Instruction. Please pull out every line in the records below that contains the word "floral", and copy each of those lines in full.

##### Supplied material

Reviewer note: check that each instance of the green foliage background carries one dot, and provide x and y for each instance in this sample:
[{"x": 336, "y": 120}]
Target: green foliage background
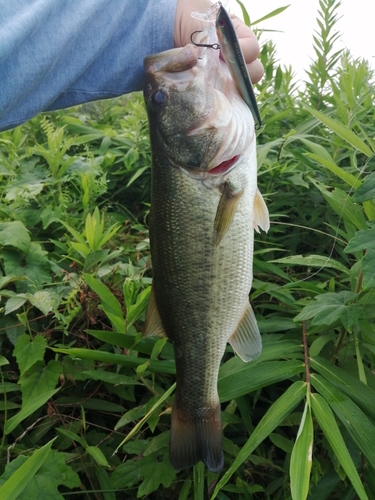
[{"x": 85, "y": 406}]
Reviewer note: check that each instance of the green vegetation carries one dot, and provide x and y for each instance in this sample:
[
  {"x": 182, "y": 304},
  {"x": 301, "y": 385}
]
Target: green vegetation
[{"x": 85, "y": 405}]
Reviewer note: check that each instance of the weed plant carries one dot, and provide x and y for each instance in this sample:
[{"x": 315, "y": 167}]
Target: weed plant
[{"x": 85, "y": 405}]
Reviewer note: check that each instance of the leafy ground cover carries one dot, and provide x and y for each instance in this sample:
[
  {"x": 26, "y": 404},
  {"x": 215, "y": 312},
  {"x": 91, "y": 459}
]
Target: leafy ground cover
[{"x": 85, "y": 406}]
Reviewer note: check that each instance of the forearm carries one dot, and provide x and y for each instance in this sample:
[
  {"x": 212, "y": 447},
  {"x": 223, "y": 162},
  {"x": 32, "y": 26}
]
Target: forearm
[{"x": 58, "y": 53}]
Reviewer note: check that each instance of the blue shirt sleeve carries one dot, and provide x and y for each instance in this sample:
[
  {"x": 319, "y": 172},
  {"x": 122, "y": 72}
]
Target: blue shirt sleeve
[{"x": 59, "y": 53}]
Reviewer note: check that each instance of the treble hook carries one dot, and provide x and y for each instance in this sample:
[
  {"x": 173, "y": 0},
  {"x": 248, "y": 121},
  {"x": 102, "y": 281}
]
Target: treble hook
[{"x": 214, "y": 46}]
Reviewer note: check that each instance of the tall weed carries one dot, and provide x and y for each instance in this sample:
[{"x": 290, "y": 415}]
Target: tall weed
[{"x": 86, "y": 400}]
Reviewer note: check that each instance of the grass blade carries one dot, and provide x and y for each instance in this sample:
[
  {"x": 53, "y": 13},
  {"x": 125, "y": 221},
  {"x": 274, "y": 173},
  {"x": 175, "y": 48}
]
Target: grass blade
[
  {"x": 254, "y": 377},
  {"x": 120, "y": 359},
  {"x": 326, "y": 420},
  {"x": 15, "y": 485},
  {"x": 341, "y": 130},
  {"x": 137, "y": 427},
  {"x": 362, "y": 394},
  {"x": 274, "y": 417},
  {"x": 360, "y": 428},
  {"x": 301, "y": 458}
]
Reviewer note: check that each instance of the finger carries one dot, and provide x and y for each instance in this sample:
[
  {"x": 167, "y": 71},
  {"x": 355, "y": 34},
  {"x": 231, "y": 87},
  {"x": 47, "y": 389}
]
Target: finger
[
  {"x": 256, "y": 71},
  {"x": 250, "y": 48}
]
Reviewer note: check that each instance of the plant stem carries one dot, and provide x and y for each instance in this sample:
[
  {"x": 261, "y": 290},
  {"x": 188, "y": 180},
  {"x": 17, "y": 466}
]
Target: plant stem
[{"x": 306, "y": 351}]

##########
##### Supplied material

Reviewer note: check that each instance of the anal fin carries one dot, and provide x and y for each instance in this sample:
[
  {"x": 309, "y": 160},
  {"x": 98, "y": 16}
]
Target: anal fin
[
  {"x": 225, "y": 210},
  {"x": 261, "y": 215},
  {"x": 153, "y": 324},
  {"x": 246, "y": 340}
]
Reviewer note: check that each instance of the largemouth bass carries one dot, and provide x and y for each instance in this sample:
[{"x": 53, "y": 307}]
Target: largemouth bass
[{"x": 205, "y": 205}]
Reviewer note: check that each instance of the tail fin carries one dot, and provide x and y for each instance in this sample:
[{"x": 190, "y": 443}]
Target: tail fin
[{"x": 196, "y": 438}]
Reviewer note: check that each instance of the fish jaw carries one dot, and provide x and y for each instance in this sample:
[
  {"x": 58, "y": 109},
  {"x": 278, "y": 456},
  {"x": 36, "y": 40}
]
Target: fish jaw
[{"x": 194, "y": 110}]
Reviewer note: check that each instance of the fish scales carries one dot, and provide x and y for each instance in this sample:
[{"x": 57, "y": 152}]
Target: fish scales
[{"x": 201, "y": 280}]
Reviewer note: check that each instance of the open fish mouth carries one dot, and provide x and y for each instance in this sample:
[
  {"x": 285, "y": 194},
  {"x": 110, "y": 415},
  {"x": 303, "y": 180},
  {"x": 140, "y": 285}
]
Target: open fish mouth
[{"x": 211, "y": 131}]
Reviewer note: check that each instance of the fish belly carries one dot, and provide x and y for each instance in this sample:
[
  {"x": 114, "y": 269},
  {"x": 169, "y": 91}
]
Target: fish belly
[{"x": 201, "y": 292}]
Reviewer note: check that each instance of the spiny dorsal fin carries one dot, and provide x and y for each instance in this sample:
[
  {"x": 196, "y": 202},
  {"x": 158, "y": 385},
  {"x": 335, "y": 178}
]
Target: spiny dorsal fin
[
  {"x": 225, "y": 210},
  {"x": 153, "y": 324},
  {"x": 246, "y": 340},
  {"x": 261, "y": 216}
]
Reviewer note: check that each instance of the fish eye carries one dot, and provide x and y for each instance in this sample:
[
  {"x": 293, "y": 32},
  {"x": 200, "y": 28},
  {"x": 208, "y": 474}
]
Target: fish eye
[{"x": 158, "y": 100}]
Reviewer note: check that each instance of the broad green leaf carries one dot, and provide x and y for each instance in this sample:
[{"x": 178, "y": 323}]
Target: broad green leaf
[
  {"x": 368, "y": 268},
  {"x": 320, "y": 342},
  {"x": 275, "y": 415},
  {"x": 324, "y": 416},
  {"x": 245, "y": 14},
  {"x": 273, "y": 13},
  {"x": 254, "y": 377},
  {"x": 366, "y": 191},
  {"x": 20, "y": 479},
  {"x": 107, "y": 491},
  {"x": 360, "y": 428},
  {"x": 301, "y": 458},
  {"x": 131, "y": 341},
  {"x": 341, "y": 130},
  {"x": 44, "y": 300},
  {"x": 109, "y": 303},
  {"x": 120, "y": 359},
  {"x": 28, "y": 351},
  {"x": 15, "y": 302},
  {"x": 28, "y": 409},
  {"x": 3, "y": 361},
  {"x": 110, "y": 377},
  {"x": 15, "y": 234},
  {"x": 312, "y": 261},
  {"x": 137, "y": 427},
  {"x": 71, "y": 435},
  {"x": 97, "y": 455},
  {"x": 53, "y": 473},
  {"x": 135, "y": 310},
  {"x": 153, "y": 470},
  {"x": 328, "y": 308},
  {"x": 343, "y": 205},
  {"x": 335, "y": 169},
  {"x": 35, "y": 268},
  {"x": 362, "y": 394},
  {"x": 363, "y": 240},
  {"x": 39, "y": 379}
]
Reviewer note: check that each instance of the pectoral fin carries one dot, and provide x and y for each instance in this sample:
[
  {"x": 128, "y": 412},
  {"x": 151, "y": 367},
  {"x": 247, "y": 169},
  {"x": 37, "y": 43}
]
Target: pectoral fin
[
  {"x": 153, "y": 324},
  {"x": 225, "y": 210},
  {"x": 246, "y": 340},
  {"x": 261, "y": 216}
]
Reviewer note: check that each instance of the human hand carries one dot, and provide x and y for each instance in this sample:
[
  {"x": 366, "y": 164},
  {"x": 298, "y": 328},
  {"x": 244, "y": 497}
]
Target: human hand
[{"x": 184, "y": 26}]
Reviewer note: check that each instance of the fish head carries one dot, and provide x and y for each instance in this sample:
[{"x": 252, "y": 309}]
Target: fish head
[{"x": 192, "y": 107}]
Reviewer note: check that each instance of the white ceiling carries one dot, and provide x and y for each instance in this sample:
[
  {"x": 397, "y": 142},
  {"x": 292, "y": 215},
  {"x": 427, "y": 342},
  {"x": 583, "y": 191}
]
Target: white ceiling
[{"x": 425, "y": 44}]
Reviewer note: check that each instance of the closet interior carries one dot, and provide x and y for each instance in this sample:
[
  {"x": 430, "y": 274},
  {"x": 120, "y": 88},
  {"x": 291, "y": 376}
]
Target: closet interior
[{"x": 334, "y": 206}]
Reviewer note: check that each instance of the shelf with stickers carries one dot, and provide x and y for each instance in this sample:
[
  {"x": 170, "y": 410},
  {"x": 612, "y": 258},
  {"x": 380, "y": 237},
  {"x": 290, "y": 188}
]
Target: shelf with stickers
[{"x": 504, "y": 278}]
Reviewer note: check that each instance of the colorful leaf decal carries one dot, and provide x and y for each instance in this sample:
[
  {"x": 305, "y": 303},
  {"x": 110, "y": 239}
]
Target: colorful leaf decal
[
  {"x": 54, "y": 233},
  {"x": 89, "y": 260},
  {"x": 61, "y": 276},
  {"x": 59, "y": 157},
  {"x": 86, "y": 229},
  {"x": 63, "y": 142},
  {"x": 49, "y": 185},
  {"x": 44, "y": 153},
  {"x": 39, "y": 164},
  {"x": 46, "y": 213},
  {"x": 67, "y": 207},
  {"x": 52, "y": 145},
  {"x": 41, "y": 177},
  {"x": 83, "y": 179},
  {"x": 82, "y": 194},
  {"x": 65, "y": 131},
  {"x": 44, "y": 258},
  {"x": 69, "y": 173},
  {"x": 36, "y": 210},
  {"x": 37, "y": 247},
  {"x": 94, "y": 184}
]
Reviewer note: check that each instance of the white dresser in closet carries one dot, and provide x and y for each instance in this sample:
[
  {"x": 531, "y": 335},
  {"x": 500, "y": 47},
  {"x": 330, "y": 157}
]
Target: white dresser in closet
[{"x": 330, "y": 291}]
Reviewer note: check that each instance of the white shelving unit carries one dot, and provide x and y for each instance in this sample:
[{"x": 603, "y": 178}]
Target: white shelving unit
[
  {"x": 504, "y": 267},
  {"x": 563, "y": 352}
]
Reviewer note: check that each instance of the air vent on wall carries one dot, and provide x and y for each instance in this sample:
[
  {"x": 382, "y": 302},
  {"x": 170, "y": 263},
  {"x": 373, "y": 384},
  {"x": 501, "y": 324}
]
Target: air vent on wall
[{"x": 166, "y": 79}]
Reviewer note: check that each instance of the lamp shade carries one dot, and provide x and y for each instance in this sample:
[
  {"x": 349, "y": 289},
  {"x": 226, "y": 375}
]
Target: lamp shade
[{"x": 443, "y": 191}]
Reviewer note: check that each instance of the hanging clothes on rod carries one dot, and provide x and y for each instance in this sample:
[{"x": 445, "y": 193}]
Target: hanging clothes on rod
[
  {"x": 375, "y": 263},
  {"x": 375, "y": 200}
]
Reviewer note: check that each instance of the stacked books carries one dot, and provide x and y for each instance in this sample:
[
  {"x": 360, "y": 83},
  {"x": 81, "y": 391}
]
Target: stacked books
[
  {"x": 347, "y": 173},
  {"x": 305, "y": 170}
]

##########
##### Supplied material

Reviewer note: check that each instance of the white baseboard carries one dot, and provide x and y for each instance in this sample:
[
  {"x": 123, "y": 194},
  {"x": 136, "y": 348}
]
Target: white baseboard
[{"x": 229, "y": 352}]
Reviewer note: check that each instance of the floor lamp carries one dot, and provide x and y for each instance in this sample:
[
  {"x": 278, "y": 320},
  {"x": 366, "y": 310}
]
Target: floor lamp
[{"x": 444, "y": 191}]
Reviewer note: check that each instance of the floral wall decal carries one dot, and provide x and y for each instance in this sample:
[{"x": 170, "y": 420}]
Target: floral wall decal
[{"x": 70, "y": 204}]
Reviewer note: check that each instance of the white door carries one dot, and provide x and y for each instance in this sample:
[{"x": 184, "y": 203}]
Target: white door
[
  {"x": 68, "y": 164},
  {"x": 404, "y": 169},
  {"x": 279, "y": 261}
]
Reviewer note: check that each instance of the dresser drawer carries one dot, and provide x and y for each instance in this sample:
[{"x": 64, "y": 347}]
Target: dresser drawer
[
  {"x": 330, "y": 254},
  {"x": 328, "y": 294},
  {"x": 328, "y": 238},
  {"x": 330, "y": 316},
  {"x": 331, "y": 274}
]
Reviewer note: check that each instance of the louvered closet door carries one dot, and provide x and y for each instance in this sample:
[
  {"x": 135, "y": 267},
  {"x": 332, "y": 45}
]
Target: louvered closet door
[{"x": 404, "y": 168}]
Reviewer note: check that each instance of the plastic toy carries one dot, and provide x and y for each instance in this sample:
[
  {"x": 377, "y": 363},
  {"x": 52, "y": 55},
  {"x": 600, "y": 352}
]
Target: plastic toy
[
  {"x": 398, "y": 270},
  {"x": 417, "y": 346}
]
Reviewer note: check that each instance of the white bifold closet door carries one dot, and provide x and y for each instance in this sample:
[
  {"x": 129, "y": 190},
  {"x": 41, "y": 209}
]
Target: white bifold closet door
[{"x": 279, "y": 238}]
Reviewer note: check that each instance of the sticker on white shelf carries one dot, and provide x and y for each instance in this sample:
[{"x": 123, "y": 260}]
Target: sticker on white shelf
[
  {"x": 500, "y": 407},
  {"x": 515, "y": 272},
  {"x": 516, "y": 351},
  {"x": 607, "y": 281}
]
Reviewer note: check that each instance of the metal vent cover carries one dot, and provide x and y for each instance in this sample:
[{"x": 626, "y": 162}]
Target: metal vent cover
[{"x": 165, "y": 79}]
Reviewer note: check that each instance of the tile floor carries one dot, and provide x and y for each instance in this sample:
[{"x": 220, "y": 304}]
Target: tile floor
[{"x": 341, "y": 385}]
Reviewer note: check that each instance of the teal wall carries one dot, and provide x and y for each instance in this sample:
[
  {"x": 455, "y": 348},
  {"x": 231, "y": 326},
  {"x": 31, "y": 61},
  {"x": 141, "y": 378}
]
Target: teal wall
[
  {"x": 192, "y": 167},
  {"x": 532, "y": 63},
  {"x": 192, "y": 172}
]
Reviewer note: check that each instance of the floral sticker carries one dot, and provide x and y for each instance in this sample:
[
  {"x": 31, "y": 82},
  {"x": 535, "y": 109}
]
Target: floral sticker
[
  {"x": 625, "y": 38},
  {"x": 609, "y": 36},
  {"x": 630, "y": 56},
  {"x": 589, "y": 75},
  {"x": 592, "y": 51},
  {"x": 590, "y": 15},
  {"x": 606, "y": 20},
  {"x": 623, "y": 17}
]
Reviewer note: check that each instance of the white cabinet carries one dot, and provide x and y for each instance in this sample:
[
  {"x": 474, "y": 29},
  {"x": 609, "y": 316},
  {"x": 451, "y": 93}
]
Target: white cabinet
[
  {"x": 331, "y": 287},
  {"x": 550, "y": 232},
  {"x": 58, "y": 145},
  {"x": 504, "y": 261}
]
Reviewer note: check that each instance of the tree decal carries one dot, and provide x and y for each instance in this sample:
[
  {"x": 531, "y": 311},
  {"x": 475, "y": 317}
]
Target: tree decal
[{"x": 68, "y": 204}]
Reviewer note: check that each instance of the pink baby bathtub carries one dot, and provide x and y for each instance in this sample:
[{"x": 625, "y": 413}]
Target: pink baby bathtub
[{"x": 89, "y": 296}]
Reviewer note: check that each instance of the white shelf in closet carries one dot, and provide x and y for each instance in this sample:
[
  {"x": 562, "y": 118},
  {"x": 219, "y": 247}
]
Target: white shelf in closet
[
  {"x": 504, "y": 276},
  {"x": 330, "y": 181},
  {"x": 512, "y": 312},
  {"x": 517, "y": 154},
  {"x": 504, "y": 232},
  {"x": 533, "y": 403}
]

##########

Answer to the task.
Reviewer note: check that each instance of the floral wall decal carries one dot, and provide x and y for each instance in this sample:
Target: floral wall decal
Reviewer note: check that each instance of the floral sticker carries one dot, and provide x and y for each instance in this sample:
Target: floral sticker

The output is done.